- [Task goal]
All that is needed is each line of the entries holding the word "below", copied as it stands.

◇ ◇ ◇

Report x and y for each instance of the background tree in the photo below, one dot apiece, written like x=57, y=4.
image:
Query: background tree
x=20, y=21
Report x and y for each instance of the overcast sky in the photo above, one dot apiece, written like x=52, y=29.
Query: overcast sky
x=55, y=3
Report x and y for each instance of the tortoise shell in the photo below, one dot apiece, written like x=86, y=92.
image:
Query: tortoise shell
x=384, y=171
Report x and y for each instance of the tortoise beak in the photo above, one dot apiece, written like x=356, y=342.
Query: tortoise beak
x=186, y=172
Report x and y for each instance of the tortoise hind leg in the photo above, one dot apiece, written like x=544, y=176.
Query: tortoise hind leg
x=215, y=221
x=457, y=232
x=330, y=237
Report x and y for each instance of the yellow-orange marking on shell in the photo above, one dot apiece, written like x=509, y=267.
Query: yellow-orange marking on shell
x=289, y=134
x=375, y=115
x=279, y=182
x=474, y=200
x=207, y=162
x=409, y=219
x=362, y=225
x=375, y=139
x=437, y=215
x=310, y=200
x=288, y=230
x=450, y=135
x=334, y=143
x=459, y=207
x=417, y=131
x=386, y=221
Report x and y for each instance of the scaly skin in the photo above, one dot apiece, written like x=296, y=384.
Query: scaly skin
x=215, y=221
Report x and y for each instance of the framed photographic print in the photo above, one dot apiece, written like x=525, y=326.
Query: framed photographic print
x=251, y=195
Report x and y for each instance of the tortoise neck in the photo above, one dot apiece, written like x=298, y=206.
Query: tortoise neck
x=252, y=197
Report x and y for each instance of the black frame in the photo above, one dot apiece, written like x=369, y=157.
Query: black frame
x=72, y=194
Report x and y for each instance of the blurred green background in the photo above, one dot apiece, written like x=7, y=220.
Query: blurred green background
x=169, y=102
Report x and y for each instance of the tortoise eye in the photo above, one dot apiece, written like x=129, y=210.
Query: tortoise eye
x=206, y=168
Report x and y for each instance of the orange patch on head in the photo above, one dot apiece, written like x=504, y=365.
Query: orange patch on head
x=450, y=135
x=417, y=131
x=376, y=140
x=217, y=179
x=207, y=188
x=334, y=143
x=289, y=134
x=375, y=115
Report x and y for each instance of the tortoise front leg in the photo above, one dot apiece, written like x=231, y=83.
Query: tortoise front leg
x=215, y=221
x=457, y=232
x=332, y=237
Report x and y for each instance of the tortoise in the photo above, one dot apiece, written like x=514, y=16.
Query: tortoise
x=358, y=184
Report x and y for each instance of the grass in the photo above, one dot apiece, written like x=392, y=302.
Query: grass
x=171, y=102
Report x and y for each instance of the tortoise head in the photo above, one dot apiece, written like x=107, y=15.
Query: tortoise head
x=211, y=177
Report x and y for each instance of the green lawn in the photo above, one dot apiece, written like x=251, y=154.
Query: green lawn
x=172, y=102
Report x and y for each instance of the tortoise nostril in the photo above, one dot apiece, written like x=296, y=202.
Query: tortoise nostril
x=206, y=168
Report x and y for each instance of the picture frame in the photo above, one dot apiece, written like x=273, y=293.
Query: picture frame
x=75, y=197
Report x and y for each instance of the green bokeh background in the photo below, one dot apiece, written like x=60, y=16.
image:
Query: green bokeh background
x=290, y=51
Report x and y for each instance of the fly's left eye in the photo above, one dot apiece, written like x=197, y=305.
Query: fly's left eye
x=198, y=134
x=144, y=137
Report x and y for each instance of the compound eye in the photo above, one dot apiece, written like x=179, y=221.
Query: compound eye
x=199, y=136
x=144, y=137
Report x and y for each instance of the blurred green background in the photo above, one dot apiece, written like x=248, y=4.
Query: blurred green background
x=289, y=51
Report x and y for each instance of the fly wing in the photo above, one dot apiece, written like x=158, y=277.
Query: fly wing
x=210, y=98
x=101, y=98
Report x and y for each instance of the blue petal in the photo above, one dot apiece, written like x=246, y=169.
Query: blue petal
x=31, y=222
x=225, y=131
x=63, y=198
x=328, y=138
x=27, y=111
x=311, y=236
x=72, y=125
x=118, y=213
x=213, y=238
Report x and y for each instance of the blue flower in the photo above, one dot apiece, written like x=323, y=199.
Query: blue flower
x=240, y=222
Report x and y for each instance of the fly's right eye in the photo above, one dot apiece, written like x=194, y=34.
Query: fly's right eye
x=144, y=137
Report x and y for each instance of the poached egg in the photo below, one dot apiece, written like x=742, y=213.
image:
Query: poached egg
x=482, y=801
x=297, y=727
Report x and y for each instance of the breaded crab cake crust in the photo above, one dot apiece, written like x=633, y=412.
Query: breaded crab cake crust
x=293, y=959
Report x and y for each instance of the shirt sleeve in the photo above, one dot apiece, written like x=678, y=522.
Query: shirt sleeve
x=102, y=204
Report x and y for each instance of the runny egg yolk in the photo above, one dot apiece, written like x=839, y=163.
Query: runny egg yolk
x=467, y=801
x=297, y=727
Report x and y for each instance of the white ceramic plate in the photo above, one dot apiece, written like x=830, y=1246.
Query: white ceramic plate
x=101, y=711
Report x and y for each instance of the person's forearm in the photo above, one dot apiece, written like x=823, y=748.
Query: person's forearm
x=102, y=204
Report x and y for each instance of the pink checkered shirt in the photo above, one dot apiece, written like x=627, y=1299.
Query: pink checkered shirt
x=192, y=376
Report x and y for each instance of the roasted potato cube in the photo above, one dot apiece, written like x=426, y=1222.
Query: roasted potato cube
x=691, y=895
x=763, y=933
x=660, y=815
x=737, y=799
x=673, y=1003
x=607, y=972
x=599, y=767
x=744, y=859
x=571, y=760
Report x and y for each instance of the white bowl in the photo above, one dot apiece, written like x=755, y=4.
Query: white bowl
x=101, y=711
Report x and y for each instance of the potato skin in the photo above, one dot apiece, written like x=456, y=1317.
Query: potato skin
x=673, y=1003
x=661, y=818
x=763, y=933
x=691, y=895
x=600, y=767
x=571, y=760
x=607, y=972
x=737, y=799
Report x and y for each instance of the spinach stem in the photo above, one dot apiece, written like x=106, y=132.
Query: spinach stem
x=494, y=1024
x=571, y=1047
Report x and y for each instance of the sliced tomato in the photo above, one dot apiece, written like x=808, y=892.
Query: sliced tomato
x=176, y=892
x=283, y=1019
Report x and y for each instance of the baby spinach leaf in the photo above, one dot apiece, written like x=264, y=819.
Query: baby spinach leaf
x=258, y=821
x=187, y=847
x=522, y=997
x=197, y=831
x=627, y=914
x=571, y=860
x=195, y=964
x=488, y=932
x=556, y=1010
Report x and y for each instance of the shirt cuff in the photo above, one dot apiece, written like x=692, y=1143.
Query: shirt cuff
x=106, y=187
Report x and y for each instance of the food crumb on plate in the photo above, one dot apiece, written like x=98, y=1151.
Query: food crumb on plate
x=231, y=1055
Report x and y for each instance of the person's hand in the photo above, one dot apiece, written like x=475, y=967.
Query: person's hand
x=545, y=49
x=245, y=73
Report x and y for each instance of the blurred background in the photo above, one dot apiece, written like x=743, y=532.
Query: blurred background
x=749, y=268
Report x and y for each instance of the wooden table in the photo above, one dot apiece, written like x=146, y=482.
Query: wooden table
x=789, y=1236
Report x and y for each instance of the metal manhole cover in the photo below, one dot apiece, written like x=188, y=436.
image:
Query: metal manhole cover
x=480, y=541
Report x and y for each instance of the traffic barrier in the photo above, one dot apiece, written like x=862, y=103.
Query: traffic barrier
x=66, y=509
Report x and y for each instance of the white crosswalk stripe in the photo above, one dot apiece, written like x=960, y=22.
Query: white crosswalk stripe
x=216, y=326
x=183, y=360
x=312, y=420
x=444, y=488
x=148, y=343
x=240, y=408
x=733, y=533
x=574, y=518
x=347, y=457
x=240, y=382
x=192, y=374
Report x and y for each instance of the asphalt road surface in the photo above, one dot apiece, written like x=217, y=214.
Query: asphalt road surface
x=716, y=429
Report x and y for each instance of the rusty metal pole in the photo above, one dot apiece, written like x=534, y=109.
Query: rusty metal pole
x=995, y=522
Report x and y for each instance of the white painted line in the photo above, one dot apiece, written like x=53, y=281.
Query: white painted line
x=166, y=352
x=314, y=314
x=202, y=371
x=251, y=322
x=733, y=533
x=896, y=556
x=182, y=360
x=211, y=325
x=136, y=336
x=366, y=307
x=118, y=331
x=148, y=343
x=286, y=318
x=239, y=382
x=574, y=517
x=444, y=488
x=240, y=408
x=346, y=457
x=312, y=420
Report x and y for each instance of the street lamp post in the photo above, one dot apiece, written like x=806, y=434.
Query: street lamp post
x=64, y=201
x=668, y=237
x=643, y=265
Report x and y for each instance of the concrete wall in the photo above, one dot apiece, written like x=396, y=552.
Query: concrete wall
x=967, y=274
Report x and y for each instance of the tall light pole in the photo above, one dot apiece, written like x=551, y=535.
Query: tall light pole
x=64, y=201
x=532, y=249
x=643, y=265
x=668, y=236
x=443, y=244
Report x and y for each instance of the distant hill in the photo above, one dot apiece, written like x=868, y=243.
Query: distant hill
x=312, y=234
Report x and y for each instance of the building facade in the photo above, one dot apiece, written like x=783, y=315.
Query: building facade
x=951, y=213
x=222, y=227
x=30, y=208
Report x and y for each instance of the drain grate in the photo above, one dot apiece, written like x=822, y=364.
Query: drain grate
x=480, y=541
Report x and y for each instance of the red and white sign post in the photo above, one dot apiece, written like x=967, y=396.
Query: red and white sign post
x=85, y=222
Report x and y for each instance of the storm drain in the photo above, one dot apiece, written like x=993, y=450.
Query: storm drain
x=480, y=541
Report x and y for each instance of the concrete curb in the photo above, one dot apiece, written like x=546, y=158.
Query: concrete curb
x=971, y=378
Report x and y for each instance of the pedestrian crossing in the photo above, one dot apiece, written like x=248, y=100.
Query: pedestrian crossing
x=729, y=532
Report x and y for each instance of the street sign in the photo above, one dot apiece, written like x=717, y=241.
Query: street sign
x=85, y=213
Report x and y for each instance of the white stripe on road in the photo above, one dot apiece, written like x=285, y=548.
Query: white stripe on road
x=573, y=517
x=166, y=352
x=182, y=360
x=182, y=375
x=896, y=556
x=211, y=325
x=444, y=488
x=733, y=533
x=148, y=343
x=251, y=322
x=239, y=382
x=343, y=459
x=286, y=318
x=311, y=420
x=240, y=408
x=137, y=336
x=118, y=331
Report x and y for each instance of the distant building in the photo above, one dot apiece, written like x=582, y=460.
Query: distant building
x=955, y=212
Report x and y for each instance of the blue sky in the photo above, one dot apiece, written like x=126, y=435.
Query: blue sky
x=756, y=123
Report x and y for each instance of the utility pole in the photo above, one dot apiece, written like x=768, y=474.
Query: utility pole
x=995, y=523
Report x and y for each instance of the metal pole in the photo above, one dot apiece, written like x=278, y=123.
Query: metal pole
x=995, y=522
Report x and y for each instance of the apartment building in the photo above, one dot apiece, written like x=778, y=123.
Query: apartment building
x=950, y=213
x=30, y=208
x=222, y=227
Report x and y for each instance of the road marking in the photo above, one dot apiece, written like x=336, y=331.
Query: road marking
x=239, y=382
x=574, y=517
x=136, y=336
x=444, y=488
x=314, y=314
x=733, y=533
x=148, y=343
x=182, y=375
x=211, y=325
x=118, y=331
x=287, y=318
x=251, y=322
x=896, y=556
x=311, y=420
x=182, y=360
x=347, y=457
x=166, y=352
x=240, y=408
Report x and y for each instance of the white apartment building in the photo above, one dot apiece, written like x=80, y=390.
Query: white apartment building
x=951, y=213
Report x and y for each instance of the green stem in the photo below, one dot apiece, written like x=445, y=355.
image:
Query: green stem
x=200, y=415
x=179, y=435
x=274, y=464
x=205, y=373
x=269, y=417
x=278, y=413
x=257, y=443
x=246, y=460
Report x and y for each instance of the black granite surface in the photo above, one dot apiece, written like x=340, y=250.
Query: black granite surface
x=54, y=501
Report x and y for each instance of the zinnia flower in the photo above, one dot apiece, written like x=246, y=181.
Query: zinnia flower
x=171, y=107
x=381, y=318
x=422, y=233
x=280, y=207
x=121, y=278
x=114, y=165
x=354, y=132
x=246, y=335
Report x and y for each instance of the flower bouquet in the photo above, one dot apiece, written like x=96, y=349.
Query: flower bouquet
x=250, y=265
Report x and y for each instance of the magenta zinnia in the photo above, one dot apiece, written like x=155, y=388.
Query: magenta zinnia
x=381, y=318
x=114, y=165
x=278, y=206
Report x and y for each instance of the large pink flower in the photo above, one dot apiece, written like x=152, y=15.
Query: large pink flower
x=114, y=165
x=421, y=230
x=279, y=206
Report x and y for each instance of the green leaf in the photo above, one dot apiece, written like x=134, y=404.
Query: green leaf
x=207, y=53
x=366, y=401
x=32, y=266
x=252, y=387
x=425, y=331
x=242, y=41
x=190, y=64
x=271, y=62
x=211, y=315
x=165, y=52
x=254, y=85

◇ ◇ ◇

- [Your solution]
Report x and y for each instance of the background tree in the photo below, one dot apiece, written like x=57, y=4.
Report x and y for each instance of the tortoise shell in the photo below, one dot apiece, written like x=86, y=92.
Report x and y for each instance of the green bokeh background in the photo below, one dot apiece, written like x=60, y=16.
Report x and y for each instance of the poached egg in the photo below, one dot apiece, written like x=742, y=213.
Report x and y for each instance of the metal manhole cover in the photo below, one dot apiece, written like x=188, y=436.
Report x and y for each instance of the green stem in the photo below, one dot apiece, written like x=445, y=355.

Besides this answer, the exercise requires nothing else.